Latihan Tertulis A:
Jawablah pertanyaan berikut berdasarkan kutipan tentang doa.
(i) Setelah melaksanakan sholat apa santri menghampiri Kiainya?
(ii) Menurut Kiai, berdoa bukanlah cara untuk apa?
(iii) Dalam diksi apa dialog itu diringkas?
Latihan Tertulis B: Teruskan kutipan tentang doa itu, dimulai tepat setelah kalimat terakhirnya.

Kutipan:
-*-
Ketenangan Dalam Ketidakpastian (Jangan Memaksa Tuhan)

Oleh: Sudjarwo

Guru Besar Universitas Malahayati Bandar Lampung

Saat selesai melaksanakan Sholat Subuh, seorang Santri menghampiri Kiainya, seraya berkata:

Santri: ..”Kiai, mengapa doa saya tak kunjung dikabulkan? Saya sudah berdoa setiap malam, dengan air mata dan keyakinan penuh. Apakah Alloh tidak mendengar saya?..”

Kiai sambil tersenyum khas, seraya menjawab: ..”Nak, Alloh maha mendengar, bahkan sebelum lidahmu bergetar. Tapi ingat, berdoa bukanlah cara untuk memaksa langit menuruti bumi”…

Santri tadi penasaran dan berkata: ..”Jadi saya tak perlu berharap, Kiai?”…

Kiai menjawab dengan bijak: …”Harapan itu perlu, tetapi jangan dijadikan tuntutan. Dalam doa, kita bukan sedang menawar takdir, melainkan menata hati agar ridha terhadap kehendak yang lebih bijak dari keinginan kita sendiri”…

Tampaknya dialog di atas jika diringkas dalam satu diksi menjadi; “Jangan memaksa Tuhan.” Ungkapan ini menyentuh sisi paling dalam dari relasi manusia dengan sesuatu yang lebih besar dari dirinya. Ia bukan hanya peringatan moral atau nasihat religius, melainkan sebuah refleksi filosofis tentang batas-batas eksistensi manusia. Di dalamnya tersimpan pengakuan bahwa manusia hidup dalam keterbatasan, sementara ada kekuatan yang tak dapat dikendalikan oleh kehendak atau logikanya. Kalimat itu bukan sekadar larangan untuk menentang sesuatu yang sakral, tetapi seruan agar manusia menyadari posisinya di hadapan misteri kehidupan yang tidak tunduk pada keinginannya.
-*-
Informasi yang Ditampilkan:
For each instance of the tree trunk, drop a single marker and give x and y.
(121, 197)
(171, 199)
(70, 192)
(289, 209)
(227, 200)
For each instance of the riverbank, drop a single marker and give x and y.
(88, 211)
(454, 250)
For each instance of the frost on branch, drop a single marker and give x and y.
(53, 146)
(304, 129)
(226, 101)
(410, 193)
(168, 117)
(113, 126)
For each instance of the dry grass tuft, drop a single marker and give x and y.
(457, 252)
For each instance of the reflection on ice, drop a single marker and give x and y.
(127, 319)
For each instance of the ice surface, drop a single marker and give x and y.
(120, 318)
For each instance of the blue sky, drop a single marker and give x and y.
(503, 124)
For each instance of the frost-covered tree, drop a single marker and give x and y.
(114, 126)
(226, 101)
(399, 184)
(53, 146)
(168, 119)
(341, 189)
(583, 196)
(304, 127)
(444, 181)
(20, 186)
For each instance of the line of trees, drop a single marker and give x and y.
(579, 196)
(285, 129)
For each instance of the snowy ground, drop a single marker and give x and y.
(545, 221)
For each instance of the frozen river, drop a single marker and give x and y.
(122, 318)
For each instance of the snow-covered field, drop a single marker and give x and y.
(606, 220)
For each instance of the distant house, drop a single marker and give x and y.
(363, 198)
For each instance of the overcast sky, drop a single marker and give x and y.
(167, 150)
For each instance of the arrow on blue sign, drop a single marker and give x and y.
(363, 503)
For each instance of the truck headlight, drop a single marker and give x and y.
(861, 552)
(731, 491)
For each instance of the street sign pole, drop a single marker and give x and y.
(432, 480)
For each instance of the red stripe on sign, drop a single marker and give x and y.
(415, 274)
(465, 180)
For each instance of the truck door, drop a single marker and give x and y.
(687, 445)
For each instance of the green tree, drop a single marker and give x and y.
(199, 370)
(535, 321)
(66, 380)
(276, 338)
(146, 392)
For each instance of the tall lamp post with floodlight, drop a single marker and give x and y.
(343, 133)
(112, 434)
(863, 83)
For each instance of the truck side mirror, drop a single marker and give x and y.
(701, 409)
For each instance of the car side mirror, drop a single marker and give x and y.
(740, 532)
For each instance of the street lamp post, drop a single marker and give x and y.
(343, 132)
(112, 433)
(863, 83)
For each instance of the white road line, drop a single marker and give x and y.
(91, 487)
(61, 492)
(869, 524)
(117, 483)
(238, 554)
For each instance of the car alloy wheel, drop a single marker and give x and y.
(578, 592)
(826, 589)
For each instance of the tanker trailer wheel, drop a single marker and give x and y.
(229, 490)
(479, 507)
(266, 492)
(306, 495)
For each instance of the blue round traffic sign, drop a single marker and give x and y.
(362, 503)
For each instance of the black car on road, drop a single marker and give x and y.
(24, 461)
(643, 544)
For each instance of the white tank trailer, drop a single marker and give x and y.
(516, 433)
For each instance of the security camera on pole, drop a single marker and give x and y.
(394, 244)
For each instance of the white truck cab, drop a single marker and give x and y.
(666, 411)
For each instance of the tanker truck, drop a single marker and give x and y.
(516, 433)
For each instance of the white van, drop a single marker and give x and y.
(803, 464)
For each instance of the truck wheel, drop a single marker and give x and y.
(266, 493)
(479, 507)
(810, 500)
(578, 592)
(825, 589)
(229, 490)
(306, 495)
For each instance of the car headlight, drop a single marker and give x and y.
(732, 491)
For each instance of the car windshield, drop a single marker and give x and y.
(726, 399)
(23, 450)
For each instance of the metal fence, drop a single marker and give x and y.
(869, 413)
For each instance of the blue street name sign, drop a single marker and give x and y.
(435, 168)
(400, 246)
-*-
Hasil Latihan A:
(i) Sholat Subuh.
(ii) Untuk memaksa langit menuruti bumi.
(iii) "Jangan memaksa Tuhan."

Hasil Latihan B:
Dalam pandangan filsafat manusia, relasi antara manusia dan yang transenden selalu dipenuhi ketegangan. Di satu sisi, manusia memiliki akal dan kehendak yang membuatnya ingin memahami dan menguasai dunia. Ia mencari makna, berdoa, merancang masa depan, dan berusaha agar hidupnya sesuai dengan yang ia anggap benar atau adil. Namun di sisi lain, selalu ada sesuatu yang tak dapat dijelaskan: penderitaan yang datang tanpa alasan, keajaiban yang tak masuk akal, atau peristiwa yang menentang rencana terbaik sekalipun. Ketika manusia berhadapan dengan yang tak bisa dikontrol ini, ia sering kali tergoda untuk menuntut penjelasan, bahkan untuk memaksa makna agar sesuai dengan keinginannya. Di sinilah letak masalahnya: manusia lupa bahwa ia bukan pusat dari keseluruhan realitas.

Kesadaran untuk tidak memaksa Tuhan adalah bentuk tertinggi dari kerendahan hati intelektual dan eksistensial. Ia menuntut pengakuan bahwa ada batas pada kemampuan rasio dan kehendak manusia. Hidup tidak selalu dapat direncanakan, dan makna tidak selalu bisa ditemukan dengan segera. Dalam kesadaran ini, manusia tidak menyerah, tetapi berdamai dengan ketidakpastian. Ia tetap berusaha, tetap berdoa, tetap berpikir, namun tanpa mengklaim bahwa segala sesuatu harus mengikuti kehendaknya. Ia memahami bahwa kebebasan manusia selalu berjalan berdampingan dengan misteri yang tidak dapat ia kuasai.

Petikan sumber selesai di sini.